— start EXCERPTED PASSAGE —

KAPLAN MT is the first Turkish tank to be exported. Earlier in 2017 the Turkish Army successfully completed acceptance tests for its new locally developed Altay tank. The Altay is similar to the modern American and European tanks and has been in development since 2008. The Turks plan to buy a thousand of the new Altays for about $5.5 million each. These will be acquired in four lots of 250 each although not all may be needed depending on the regional military-political situation. The Turkish Army currently has about 700 German Leopard 1 and 2 tanks, 900 American M-60s (upgraded by Israel) and 1,300 American M-48s. Most (except for the Leopard 2s) are quite old and need replacing soon. Turkey doesn’t really need 3,000 tanks when half the number of more modern ones would do. Altay is similar to the 338 Leopard 2s the Turks currently have. Most of the rest are Cold War era tanks and rapidly approaching retirement age.

Altay is also similar to the American M1. Both have a 120mm gun, composite armor, and high-end electronics. The two tanks are so similar because in 2011 Turkey paid South Korea $400 million for rights to much of the technology in the new 55 ton South Korean K2 tank. This vehicle was in turn based on the 1980s K1, which deliberately emulated the M1 design in many ways and did so with the cooperation of the United States. The K1 and K2 proved to be successful designs, and the Turks already had decades of experience maintaining and upgrading American M-60 tanks (the predecessor of the M1). With the addition of the South Korean tech the Altay rapidly took shape.

— end EXCERPTED PASSAGE —
— start DATA EXTRACT —

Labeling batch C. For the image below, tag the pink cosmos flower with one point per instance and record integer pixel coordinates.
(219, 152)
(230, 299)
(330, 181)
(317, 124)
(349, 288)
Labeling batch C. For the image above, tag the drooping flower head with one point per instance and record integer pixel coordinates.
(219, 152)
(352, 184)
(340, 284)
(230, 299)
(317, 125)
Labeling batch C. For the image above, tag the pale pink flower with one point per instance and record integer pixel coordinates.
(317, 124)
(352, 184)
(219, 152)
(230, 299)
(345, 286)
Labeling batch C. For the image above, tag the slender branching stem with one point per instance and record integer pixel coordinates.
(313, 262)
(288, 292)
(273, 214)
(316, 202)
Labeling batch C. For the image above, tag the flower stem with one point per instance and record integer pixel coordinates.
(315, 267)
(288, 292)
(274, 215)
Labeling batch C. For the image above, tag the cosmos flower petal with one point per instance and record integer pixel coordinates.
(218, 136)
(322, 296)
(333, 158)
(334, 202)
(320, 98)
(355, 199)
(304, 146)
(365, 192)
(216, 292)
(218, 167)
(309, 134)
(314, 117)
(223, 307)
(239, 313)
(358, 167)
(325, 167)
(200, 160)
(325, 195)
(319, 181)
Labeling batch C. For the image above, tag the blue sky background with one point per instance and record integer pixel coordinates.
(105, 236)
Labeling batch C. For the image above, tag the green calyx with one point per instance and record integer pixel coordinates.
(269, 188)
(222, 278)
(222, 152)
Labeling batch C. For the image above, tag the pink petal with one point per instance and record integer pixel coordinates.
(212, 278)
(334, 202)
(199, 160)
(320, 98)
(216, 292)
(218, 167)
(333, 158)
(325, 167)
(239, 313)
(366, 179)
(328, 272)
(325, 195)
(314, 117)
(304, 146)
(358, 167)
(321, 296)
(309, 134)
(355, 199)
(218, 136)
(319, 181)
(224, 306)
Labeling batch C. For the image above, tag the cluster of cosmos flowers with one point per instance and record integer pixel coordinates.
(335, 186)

— end DATA EXTRACT —

- [TASKS]:
1. Answer these questions from the passage on Turkish tanks:
(a) How many Altay tanks does Turkey plan to buy, and at roughly what price each?
(b) In 2011, what sum did Turkey pay South Korea, and what did it buy?
(c) How many Leopard 2 tanks does Turkey currently have?
2. Extend the passage on Turkish tanks from the point where it ends.
The entries are separate material and have no connection to the passage on Turkish tanks.

- [ANSWERS BELOW]:
1.
(a) A thousand, at about $5.5 million each.
(b) $400 million, for rights to much of the technology in the South Korean K2 tank.
(c) 338.

2.
The K2 design was attractive to the Turks because it used a number of new electronic defenses. These include a laser detector that will instantly tell the crew the direction the enemy laser beam is coming from. Most tanks use a laser range finder before it fires its main gun. The K2 fire control system also enables the main gun (120mm) to be used to hit low flying aircraft (helicopters, mostly). There are also numerous improvements to the K1 mechanical and electronic systems, as well as more armor (both composite and ERA). This made the K2 (and Altay) easier to use and maintain. An autoloader reduces the crew to three men. The Altay is more heavily armored than the K2 and does not use the auto-loader. Saudi Arabia is considering purchasing several hundred Altays as part of an effort to cement an unofficial alliance with Turkey against Iran and anyone else who might threaten Saudi Arabia and its immediate neighbors. Some other Moslem states are also interested.